- **DATASET ROWS**:

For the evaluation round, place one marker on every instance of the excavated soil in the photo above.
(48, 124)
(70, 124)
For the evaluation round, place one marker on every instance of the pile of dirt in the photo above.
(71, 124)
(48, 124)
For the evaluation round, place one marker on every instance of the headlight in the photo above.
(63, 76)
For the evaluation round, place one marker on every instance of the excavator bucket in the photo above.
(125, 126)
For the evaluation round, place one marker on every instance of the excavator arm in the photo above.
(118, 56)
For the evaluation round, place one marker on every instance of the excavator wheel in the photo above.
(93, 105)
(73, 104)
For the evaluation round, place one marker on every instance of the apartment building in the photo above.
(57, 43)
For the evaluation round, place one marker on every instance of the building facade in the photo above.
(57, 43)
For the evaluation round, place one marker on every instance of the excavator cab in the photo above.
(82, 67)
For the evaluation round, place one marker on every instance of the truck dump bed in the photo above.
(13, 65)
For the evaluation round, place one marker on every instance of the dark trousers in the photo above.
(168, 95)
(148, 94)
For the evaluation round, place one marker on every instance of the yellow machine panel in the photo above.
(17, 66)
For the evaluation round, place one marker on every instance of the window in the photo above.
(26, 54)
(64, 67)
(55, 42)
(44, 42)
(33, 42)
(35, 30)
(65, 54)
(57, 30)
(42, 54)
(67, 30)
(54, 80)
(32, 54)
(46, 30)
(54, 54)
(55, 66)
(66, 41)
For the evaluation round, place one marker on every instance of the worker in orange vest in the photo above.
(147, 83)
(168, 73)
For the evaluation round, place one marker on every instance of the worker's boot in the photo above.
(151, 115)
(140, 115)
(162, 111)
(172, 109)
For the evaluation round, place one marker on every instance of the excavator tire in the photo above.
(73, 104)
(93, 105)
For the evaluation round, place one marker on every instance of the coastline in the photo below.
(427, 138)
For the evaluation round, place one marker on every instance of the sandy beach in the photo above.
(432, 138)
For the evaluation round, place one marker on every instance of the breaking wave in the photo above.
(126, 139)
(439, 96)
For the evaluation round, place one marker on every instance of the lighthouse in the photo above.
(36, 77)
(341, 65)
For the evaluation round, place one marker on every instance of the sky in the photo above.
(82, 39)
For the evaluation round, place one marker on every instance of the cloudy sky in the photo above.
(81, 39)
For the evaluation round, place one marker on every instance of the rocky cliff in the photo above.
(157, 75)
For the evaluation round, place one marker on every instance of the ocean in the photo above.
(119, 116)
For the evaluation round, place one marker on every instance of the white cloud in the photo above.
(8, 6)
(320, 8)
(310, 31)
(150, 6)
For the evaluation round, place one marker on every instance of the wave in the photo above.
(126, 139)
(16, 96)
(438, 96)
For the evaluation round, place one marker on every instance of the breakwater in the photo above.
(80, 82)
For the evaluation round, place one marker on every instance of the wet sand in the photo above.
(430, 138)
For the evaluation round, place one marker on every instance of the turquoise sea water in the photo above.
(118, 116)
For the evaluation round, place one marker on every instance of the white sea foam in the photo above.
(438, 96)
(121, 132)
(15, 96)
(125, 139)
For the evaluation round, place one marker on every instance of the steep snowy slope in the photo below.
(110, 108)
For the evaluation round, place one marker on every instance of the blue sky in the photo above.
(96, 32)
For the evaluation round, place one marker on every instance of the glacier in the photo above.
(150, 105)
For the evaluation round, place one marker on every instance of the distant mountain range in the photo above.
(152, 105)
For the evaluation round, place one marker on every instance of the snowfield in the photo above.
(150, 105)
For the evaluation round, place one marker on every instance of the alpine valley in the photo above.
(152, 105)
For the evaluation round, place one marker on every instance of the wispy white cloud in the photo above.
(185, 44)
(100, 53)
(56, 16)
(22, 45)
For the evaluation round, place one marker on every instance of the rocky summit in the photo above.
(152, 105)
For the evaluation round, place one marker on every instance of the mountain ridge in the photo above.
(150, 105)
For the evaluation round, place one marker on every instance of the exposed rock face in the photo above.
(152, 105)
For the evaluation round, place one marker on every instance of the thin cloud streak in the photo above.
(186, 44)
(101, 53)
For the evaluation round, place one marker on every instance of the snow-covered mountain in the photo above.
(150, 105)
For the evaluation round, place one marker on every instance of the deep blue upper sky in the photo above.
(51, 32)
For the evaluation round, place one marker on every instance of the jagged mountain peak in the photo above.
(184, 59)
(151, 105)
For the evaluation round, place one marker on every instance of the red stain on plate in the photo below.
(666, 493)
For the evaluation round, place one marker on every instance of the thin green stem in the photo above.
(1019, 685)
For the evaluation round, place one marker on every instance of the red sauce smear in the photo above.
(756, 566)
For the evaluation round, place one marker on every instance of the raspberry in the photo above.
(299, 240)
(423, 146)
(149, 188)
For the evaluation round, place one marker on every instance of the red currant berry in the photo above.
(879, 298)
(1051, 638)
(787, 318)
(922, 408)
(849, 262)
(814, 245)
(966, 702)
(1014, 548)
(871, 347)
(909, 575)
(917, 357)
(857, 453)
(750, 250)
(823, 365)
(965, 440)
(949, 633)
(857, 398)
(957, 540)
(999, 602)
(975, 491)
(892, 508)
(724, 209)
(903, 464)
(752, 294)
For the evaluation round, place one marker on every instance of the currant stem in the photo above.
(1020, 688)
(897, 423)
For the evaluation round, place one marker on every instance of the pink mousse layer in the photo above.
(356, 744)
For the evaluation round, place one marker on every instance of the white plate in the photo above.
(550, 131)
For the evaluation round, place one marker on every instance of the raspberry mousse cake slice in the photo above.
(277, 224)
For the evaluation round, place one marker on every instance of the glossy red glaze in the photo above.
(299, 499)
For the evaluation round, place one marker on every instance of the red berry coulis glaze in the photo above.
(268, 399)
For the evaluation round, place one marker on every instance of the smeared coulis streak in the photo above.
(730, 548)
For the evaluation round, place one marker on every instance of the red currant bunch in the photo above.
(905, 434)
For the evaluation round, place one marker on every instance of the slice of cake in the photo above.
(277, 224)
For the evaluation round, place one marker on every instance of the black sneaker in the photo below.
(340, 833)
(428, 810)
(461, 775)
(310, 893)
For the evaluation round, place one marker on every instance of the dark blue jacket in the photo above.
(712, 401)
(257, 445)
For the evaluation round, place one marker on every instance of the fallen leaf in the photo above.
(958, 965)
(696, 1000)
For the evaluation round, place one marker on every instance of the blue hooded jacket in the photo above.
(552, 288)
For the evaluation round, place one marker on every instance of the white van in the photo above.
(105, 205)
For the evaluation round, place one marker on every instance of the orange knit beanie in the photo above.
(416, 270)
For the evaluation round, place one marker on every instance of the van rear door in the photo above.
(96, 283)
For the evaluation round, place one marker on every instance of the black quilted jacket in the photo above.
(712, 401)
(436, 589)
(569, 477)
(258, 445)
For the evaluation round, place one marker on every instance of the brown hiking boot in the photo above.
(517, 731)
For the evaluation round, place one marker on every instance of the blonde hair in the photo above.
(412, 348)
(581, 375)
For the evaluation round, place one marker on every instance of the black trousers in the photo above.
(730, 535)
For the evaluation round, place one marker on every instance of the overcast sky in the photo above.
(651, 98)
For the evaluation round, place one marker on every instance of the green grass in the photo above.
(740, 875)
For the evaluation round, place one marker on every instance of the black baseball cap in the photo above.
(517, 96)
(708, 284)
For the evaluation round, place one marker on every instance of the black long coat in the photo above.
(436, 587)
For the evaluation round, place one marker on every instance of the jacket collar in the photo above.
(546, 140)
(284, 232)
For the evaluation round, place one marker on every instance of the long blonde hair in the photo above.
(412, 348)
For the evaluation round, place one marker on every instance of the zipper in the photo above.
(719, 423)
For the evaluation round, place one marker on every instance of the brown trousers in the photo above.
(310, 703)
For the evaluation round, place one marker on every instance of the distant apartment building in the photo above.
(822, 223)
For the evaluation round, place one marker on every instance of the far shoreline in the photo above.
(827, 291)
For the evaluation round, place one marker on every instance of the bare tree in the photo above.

- **WHAT YOU ARE ASKED TO DO**: Begin at the line containing "quilted jacket in the photo above." and reproduce each line through the end of the records above.

- **REPLY**:
For the evaluation round, place one marker on every instance of the black quilted jacket in the photo above.
(712, 401)
(436, 589)
(569, 477)
(258, 445)
For the evaluation round, place one marker on every instance of the brown hiking boot in the photo above.
(517, 731)
For the evaluation round, place one marker on every instance of the blonde hair in the photo above.
(412, 348)
(581, 375)
For the evaluation round, place one marker on every instance of the black trousers in the photo above.
(730, 535)
For the evaluation round, place one marker on every instance of the overcast sky in the photo above.
(651, 98)
For the evaluation round, place one marker on every instance of the green grass in the photo above.
(740, 875)
For the evaluation round, place one marker on every instance of the black baseball cap in the photo above.
(517, 96)
(708, 284)
For the evaluation round, place one marker on every instance of the black long coat in the photo above.
(436, 587)
For the evaluation round, place one marker on every instance of the jacket collar in the photo above.
(546, 140)
(284, 232)
For the evaluation round, place one marker on every instance of the long blonde hair in the photo above.
(412, 348)
For the evaluation round, place one marker on every instance of the zipper in the photo above.
(719, 423)
For the evaluation round, place one marker on every instance of the brown trousers in the photo above.
(310, 703)
For the evaluation round, place one marker on every instance of the distant apartment building in the photo above.
(822, 223)
For the evaluation round, place one marker on every instance of the far shoreline in the photo above.
(827, 291)
For the evaluation round, place one marker on every instance of the bare tree in the photo above.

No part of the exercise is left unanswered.